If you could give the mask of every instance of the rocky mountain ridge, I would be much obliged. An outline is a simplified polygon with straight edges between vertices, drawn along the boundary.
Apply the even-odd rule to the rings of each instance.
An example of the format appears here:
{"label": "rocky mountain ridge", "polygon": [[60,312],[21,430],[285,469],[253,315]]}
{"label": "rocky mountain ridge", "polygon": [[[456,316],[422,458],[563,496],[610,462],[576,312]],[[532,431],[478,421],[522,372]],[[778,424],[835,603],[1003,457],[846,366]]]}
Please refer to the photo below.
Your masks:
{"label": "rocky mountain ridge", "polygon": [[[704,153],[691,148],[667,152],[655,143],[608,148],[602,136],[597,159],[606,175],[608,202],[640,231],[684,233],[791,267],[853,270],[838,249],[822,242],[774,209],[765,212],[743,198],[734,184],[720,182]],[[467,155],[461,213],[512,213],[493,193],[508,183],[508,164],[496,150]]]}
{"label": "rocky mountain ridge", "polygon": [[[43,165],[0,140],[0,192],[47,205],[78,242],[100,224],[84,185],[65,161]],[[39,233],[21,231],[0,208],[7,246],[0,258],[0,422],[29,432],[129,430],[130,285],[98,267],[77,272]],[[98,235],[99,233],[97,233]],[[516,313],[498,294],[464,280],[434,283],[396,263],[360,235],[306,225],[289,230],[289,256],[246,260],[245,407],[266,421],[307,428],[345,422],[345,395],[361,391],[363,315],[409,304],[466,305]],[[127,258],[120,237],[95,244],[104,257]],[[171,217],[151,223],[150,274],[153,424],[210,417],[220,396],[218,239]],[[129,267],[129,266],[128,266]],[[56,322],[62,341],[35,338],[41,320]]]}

### What is required
How many lines of the listing above contain the word "instance"? Reply with the number alone.

### Full solution
2